### [Given text]
·····
The Difference Between Scotch and Bourbon

Scotch and Bourbon are both members of a very popular, and widely consumed family: Whiskey – a dark brown drink with an aged taste that’s frequently enjoyed by people from Scotland to Japan, and of course the United States. Many popular brands like Johnnie Walker, Jack Daniels, and Maker’s Mark have become household names due to their popularity. The world of whiskey has a few rules, each set forth to distinguish between the various members of the family. The biggest rule: In order to qualify as “whiskey,” the drink must be distilled to a minimum of 40% and a maximum of 94.8% alcohol by volume (ABV). ABV determines whether we have a whiskey in our hand, but what determines if what we’re drinking is scotch or bourbon?

 

Bourbon

Made famous by makers like Wild Turkey and Jim Beam, this American take on whiskey has been around since the 18th century but didn’t gain widespread appeal until the late 19th century. Bourbon must have a grain mixture of at least 51% corn. While it can be made anywhere in the United States, the most popular brands are produced in Kentucky. You may have heard the phrase “straight bourbon” in drinking circles – this label is given to bourbon that is aged no less than two years. There is no minimum age for bourbon, and many are not classified as such for this reason. The charred, sweet taste synonymous with bourbon is a result of the oak barrel, which is charred before the aging process.

 

Scotch

One clue to scotch’s story lies in its name; the Scottish have been distilling the drink since the late 15th century. While bourbon requires corn, scotch instead must be made from malted barley, with other whole grains added for more color. The distillation process differs from bourbon in that most single blend scotch is double distilled, while bourbon is put into a column still, then distilled a second time in a copper pot. Scotch is aged for 3 years at minimum and may be exposed to remnants of other spirits since often they are aged in barrels used by other distilleries.

 

There are, no doubt, clear differences between the two famous spirits, but we’ve only scratched the surface. Each scotch and bourbon carry with it a distinct taste that may be unlike any other in their respective family. In this age of information, there is no reason you should have to drink anything less than your preference. Research and ask around to see what others enjoy and explore recommendations. The world of whiskey is vast, and you never know when you’re going to try your next favorite drink!
·····
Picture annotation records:
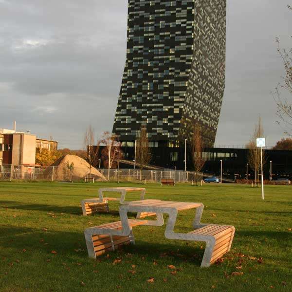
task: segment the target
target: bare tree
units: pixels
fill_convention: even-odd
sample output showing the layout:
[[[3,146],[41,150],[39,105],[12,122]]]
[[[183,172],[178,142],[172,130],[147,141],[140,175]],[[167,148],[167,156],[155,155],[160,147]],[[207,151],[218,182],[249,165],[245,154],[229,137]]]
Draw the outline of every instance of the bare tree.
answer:
[[[206,162],[203,157],[204,144],[201,126],[196,123],[194,125],[192,138],[192,154],[194,167],[196,175],[201,172]],[[195,180],[197,178],[195,178]]]
[[[292,10],[292,7],[288,5]],[[277,114],[280,121],[279,124],[284,130],[285,133],[292,134],[292,48],[288,50],[280,47],[280,40],[276,38],[278,43],[278,53],[280,55],[285,70],[285,75],[282,77],[281,82],[278,84],[274,92],[272,92],[277,104]],[[283,91],[286,95],[283,95]],[[289,96],[289,97],[288,97]],[[282,126],[283,125],[283,126]]]
[[[147,130],[145,127],[142,127],[140,131],[136,149],[136,160],[140,164],[141,170],[143,170],[143,167],[150,162],[152,157],[147,137]]]
[[[247,155],[247,161],[248,164],[254,171],[255,171],[255,181],[256,186],[258,183],[258,175],[260,168],[260,151],[261,149],[256,146],[256,139],[258,138],[263,138],[264,137],[264,129],[261,123],[260,117],[258,118],[257,124],[256,125],[255,131],[251,140],[247,145],[249,149]],[[263,165],[267,162],[267,155],[264,150],[263,151]]]
[[[86,129],[83,138],[83,147],[85,150],[86,158],[89,164],[89,177],[91,178],[91,169],[96,161],[98,153],[98,144],[95,145],[94,129],[91,125]]]
[[[117,161],[120,152],[120,159],[124,158],[124,152],[121,149],[121,143],[116,139],[116,137],[110,132],[104,132],[98,144],[105,146],[101,151],[101,159],[104,166],[110,168],[116,168]]]

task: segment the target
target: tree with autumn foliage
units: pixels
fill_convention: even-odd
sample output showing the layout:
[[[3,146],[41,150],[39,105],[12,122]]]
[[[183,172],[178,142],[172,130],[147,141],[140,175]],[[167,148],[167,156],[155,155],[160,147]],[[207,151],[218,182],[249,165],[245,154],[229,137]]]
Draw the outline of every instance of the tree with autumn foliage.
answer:
[[[151,154],[149,147],[146,127],[142,127],[137,138],[136,144],[136,160],[140,164],[140,168],[146,165],[151,161]]]
[[[118,141],[116,137],[110,132],[104,132],[98,144],[104,146],[101,150],[101,159],[104,167],[110,168],[116,168],[118,165],[119,152],[120,159],[123,159],[124,154],[121,148],[121,143]]]
[[[41,151],[37,149],[36,153],[36,164],[42,166],[49,166],[62,156],[62,153],[56,150],[42,149]]]
[[[201,126],[197,123],[194,126],[192,137],[192,152],[195,172],[197,174],[203,168],[206,161],[203,157],[204,143]],[[197,178],[195,179],[197,180]]]
[[[273,147],[276,150],[292,150],[292,138],[282,138],[277,142],[276,146]]]

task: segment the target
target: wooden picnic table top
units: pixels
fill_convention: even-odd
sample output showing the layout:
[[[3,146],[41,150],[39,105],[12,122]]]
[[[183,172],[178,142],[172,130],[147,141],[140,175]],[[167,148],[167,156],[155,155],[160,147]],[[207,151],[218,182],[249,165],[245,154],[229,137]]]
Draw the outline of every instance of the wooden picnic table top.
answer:
[[[178,211],[189,210],[201,207],[202,203],[193,203],[188,202],[175,202],[172,201],[161,201],[157,200],[144,200],[129,202],[127,209],[145,209],[155,208],[159,209],[167,208],[176,209]]]
[[[120,192],[121,190],[125,190],[127,192],[134,192],[135,191],[144,191],[144,187],[123,187],[119,186],[117,187],[104,187],[99,189],[102,192]]]

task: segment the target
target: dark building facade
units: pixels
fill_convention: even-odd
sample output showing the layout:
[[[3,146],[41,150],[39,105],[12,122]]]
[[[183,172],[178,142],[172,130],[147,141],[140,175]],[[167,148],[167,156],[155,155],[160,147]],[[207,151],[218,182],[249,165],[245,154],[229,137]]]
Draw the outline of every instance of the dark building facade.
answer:
[[[168,146],[160,147],[150,142],[152,159],[150,164],[174,169],[182,170],[184,167],[184,149],[170,144]],[[125,153],[125,159],[134,159],[135,148],[132,145],[124,143],[122,149]],[[266,163],[264,166],[264,174],[266,179],[270,177],[270,161],[272,161],[273,179],[288,177],[292,180],[292,151],[267,149]],[[203,157],[205,164],[202,170],[204,174],[220,174],[220,162],[222,161],[222,170],[225,178],[233,179],[244,178],[246,174],[248,149],[239,148],[207,148],[204,149]],[[186,151],[187,170],[193,171],[191,149],[188,146]],[[129,167],[124,165],[124,167]],[[254,172],[248,167],[249,177],[253,178]]]
[[[127,60],[113,133],[142,126],[163,148],[199,123],[214,143],[225,88],[226,0],[128,0]]]

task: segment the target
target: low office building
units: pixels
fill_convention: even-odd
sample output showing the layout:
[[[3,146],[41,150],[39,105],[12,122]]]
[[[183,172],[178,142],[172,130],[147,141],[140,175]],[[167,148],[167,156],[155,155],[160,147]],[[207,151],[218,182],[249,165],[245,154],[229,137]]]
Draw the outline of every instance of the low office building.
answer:
[[[36,138],[29,132],[0,129],[0,166],[2,164],[35,166],[36,153],[57,149],[58,143]]]

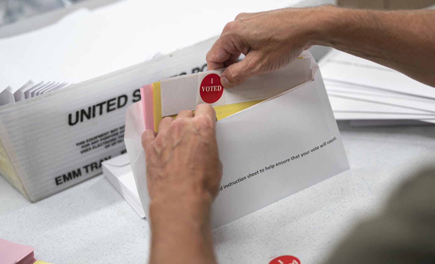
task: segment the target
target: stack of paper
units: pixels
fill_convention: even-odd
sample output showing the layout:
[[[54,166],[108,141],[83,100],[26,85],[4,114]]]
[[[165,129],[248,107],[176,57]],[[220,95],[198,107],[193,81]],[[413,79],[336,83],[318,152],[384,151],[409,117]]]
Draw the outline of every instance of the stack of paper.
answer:
[[[211,13],[204,11],[208,9],[202,2],[190,2],[119,1],[92,11],[79,9],[49,26],[0,40],[0,106],[119,70],[217,36],[238,13],[288,5],[284,0],[256,5],[224,0],[214,6]],[[231,10],[227,8],[230,5]]]
[[[435,88],[337,50],[319,65],[337,120],[357,125],[435,123]]]
[[[139,199],[124,158],[105,161],[103,166],[141,216],[148,215],[150,201],[141,134],[146,127],[157,128],[163,117],[204,102],[217,113],[216,140],[224,164],[212,207],[213,228],[348,168],[321,76],[309,52],[282,69],[223,91],[218,83],[221,71],[146,85],[144,102],[127,108],[124,140]],[[204,94],[211,84],[211,93]],[[139,202],[143,210],[138,210]]]
[[[103,173],[141,217],[144,217],[145,212],[139,197],[127,154],[104,161]]]
[[[0,263],[32,264],[36,261],[33,247],[0,238]]]

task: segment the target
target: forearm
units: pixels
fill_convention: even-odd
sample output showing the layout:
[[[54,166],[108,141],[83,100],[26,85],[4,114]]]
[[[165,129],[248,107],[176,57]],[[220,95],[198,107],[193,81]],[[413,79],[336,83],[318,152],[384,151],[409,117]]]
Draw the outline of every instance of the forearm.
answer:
·····
### [Challenge]
Copy word for word the passage of the scotch and bourbon text starting with "The Difference Between" and going on through "scotch or bourbon?".

### [In response]
The Difference Between Scotch and Bourbon

Scotch and Bourbon are both members of a very popular, and widely consumed family: Whiskey – a dark brown drink with an aged taste that’s frequently enjoyed by people from Scotland to Japan, and of course the United States. Many popular brands like Johnnie Walker, Jack Daniels, and Maker’s Mark have become household names due to their popularity. The world of whiskey has a few rules, each set forth to distinguish between the various members of the family. The biggest rule: In order to qualify as “whiskey,” the drink must be distilled to a minimum of 40% and a maximum of 94.8% alcohol by volume (ABV). ABV determines whether we have a whiskey in our hand, but what determines if what we’re drinking is scotch or bourbon?